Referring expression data
=-=-=-=-=

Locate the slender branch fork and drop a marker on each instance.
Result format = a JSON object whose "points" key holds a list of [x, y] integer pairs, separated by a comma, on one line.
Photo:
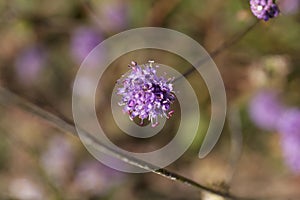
{"points": [[8, 99]]}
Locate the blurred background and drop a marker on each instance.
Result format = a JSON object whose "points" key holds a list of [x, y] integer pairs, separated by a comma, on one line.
{"points": [[43, 44]]}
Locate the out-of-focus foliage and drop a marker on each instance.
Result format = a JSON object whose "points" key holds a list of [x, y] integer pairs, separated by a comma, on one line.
{"points": [[42, 46]]}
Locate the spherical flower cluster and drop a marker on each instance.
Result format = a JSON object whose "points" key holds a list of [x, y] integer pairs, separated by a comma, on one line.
{"points": [[268, 113], [144, 94], [264, 9]]}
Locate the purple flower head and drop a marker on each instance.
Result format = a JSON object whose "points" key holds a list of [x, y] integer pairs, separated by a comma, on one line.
{"points": [[289, 123], [290, 145], [289, 129], [264, 9], [83, 40], [265, 109], [289, 6], [29, 63], [144, 94]]}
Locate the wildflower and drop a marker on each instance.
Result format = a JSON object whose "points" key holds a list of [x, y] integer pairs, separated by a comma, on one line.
{"points": [[145, 95], [265, 110], [289, 129], [264, 9]]}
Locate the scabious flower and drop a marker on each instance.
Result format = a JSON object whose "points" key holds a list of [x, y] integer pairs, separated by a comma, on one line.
{"points": [[264, 9], [144, 94], [265, 109], [289, 7], [289, 129]]}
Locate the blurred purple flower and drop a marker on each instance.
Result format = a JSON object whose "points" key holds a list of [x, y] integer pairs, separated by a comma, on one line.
{"points": [[289, 6], [25, 189], [265, 109], [83, 40], [145, 95], [290, 144], [289, 129], [29, 63], [57, 160], [264, 9], [289, 123], [94, 178]]}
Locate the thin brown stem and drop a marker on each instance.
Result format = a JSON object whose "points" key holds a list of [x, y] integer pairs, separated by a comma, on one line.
{"points": [[220, 49], [8, 99]]}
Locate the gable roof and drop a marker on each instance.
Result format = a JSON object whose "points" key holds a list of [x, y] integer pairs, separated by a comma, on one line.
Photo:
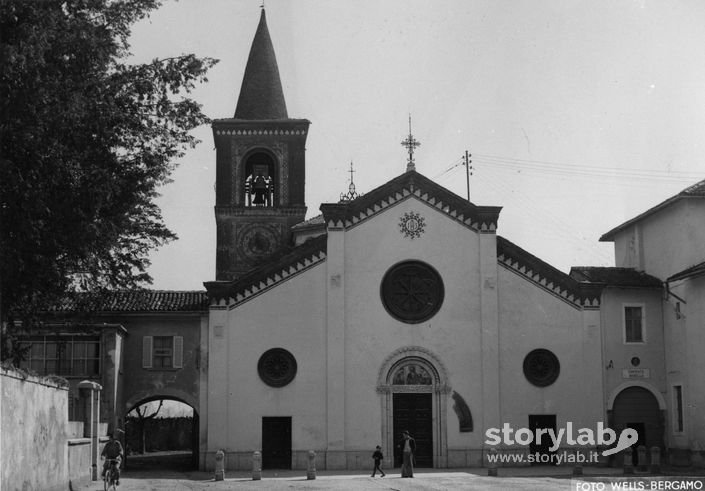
{"points": [[411, 183], [697, 190], [288, 263], [261, 94], [133, 301], [550, 279], [693, 271], [610, 276]]}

=-=-=-=-=

Write the entries out again word for word. Omit all pictures from them.

Locate the slender branch fork and drop a marker on each instance.
Result format = a JSON object whose "points" key holds a list of [x, y] integer pairs, separated by a comma, on one line.
Photo:
{"points": [[8, 99]]}
Locate the blurred background and drop a marker on each instance.
Result format = a JSON object whose "points" key holds a list of [x, y] integer pairs, separated by a comma, on one line.
{"points": [[43, 44]]}
Locate the out-of-focus foliage and drop a marker on each instance.
Result format = a JSON object whose "points" key holds a list of [x, y] integer pairs, separated by a comma, on one line.
{"points": [[42, 46]]}
Locate the spherical flower cluster and drop a marker on each instance.
Result format = a JSON object whose "points" key holds a list of [x, y] integer pairs, separated by a comma, on one line.
{"points": [[268, 113], [144, 94], [264, 9]]}
Locate the purple flower head and drop a marker on each instance.
Result format = a JSON object whose "points" key holds a list of [x, y] integer pairs, separated by a comma, on one line.
{"points": [[289, 123], [290, 145], [289, 129], [264, 9], [83, 40], [265, 109], [289, 6], [29, 63], [144, 94]]}
Locate the wildflower and drop a marker on each instance.
Result format = a JSON object whose "points" key holds a list of [x, y] integer pairs, separated by a comma, on one line.
{"points": [[145, 95], [265, 110], [289, 129], [264, 9]]}
Locate the scabious flower and drop a marker on each instance.
Result format = a JSON object whose "points" key holds a list of [x, y] integer pairs, separated by a comma, on one line.
{"points": [[264, 9], [144, 94], [265, 109], [289, 7], [289, 129]]}
Locate the blurred purple flower and drop a marker on each instance.
Result format = a JSON object whose "points" key holds a list of [x, y] integer pairs, separated by a comma, on one line.
{"points": [[289, 6], [25, 189], [265, 109], [83, 40], [145, 95], [290, 144], [289, 129], [29, 63], [57, 160], [264, 9], [289, 123], [94, 178]]}
Locate the thin brown stem and drop a marker on each instance.
Result format = a JSON object whose "points" key holds a list of [x, y] integer pairs, separated by a comma, on one line.
{"points": [[220, 49], [8, 99]]}
Locate the gable roof and drop a marker on each instance.
Result format = a JSON object whose "points" key holds a list of [x, y] integer pairs, separated by a comma, on one line.
Photo:
{"points": [[411, 183], [697, 190], [288, 263], [261, 94], [133, 301], [550, 279], [693, 271], [610, 276]]}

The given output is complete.